--- BEGIN TEXT EXTRACT ---

In the face of a climate emergency, various fields are under pressure to reformulate their operations and actions, and architecture is no exception. After all, the built environment and the construction industry are responsible for a considerable percentage of carbon gas emissions into the atmosphere. Rethinking and restructuring the construction chain - from design to execution - is the order of the day for construction professionals.
Amidst research, attempts, and questions about the construction industry's processes and materials, interesting and promising solutions are being developed or revisited. Turning to ancestral construction systems is not a recent attitude and was one of the theoretical strands of the 1960s. Observing and reclaiming some vernacular practices will certainly benefit contemporary architecture.
Architecture has much to teach before it becomes an expert art. Builders without tutelage in space and time - the protagonists of this show - demonstrate an admirable talent for adjusting their buildings to the natural environment. Instead of trying to "conquer" nature, as we do, they embrace the slowness of the climate and the challenge of topography. - Bernard Rudofsky
Taking it beyond sustainable building performance issues, architecture's constitutive "matter" must also be rethought. The construction materials must also be renewable, produced, transported, and disposed of with less environmental impact. Examples of enclosures are well-known: walls, and roofs. In terms of finishes, although the technique is familiar in historical records, there is no widespread dissemination of natural pigments and their use in construction.
Natural pigments have been widely used since ancient times for various purposes, including food coloring, paints, cosmetics, fabrics, and art. Making natural-based paint depends on two elements: a pigment and a binder. Pigments can be obtained from organic matter, such as saffron, annatto, onion skins, mashed beans, or vegetables. Binders (or mordants) ensure the adhesion of the dye to the surface and can also be organic, such as vinegar, salt, and yerba mate, among others.

--- END TEXT EXTRACT ---

Answer these questions from the text on natural pigments in architecture:
1. Turning to ancestral construction systems was one of the theoretical strands of which decade?
2. What two elements does making natural-based paint depend on?
3. What do binders ensure?
The material that comes next is unrelated to the text on natural pigments in architecture.

--- BEGIN ENTRIES ---

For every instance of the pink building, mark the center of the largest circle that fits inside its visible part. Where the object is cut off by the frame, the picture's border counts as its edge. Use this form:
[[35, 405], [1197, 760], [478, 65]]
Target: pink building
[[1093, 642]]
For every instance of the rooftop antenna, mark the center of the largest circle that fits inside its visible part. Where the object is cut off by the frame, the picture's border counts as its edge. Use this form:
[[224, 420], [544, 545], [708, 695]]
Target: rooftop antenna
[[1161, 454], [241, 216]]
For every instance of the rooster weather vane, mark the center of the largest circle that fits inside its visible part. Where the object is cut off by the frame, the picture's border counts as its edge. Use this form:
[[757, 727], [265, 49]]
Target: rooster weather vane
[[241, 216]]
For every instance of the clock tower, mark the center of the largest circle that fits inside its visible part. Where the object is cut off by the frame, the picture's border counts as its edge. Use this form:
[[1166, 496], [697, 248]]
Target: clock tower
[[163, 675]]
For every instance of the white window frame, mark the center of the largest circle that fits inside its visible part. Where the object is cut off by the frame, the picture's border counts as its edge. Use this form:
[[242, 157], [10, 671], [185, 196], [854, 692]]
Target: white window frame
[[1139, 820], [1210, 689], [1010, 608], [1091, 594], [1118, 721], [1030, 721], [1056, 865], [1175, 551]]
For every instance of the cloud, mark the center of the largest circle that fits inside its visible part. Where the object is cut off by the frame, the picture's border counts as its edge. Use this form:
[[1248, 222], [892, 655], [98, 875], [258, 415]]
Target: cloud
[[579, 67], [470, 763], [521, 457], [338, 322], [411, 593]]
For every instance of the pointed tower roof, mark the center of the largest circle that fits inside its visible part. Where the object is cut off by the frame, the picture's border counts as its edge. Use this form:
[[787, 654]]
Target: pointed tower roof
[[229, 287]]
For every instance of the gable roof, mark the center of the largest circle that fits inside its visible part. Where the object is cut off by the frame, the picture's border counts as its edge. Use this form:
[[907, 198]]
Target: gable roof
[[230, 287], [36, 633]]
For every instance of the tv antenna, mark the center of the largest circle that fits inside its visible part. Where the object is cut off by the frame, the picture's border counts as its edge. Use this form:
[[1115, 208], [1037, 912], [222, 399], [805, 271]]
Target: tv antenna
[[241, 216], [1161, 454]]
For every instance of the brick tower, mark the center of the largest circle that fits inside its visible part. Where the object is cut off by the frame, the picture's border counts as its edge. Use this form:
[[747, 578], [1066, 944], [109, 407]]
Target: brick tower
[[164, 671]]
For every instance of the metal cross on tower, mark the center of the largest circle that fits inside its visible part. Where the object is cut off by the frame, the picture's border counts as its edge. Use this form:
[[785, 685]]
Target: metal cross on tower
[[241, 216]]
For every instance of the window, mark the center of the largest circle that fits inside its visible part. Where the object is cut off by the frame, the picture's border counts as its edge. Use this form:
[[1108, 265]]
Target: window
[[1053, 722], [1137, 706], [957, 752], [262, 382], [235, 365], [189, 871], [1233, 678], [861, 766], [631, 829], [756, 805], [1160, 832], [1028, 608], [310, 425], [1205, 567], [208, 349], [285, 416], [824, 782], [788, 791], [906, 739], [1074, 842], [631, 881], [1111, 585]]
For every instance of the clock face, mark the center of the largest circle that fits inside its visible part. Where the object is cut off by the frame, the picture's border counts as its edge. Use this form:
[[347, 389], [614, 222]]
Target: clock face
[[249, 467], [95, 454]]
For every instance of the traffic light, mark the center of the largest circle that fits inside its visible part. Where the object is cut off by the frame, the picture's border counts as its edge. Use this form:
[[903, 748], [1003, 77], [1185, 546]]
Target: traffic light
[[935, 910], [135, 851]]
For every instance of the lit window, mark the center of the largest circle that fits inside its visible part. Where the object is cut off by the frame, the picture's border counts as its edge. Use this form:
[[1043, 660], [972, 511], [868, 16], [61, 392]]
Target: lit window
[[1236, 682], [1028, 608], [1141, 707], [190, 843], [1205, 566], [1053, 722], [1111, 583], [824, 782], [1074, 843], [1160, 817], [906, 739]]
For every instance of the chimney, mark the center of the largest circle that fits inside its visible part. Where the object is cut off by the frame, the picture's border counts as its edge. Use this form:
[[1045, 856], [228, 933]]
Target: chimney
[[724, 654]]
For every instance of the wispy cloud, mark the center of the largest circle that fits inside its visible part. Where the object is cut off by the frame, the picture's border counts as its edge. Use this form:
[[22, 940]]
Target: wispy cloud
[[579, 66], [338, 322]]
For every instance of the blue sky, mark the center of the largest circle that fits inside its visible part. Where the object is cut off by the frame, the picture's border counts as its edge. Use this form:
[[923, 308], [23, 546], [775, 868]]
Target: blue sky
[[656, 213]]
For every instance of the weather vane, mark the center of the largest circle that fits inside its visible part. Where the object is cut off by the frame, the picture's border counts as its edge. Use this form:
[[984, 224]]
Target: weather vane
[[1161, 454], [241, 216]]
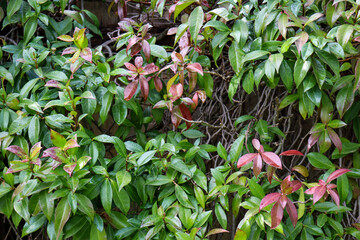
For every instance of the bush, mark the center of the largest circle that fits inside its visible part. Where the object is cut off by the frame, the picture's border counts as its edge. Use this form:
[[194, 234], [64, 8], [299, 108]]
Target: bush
[[101, 142]]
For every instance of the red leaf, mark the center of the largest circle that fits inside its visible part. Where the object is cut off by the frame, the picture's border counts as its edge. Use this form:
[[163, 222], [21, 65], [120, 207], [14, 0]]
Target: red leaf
[[175, 119], [246, 159], [195, 67], [313, 139], [257, 165], [55, 153], [256, 144], [320, 191], [272, 159], [150, 68], [186, 114], [131, 67], [130, 90], [158, 84], [337, 174], [291, 209], [295, 185], [146, 49], [53, 83], [195, 101], [335, 139], [276, 215], [69, 168], [86, 54], [144, 86], [334, 196], [34, 151], [311, 190], [69, 50], [172, 31], [269, 199], [291, 153], [135, 49], [66, 38], [160, 104], [176, 91], [18, 151]]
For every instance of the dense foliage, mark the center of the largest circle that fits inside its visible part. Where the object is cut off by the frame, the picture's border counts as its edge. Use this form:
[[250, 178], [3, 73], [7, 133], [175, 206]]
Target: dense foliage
[[99, 142]]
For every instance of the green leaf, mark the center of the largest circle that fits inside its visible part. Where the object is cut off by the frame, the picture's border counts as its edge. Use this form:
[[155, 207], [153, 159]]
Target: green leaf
[[106, 195], [192, 133], [62, 214], [29, 29], [85, 205], [195, 22], [123, 178], [254, 55], [33, 225], [12, 7], [105, 106], [300, 70], [145, 158], [182, 197], [221, 215], [256, 189], [158, 51], [319, 160], [34, 130], [344, 33], [19, 124], [46, 203], [289, 99], [179, 165]]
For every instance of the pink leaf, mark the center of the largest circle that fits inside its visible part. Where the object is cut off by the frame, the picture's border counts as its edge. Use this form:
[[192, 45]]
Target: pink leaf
[[55, 153], [186, 114], [34, 151], [257, 165], [272, 159], [276, 215], [86, 54], [172, 31], [334, 196], [69, 50], [18, 151], [174, 118], [131, 67], [291, 209], [313, 139], [132, 42], [160, 104], [319, 193], [256, 144], [335, 139], [72, 143], [312, 190], [295, 185], [69, 168], [146, 49], [301, 41], [269, 199], [195, 67], [130, 90], [150, 68], [246, 159], [144, 86], [176, 91], [337, 174], [291, 153]]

--- END ENTRIES ---

▸ EXERCISE RESULT:
1. The 1960s.
2. A pigment and a binder.
3. The adhesion of the dye to the surface.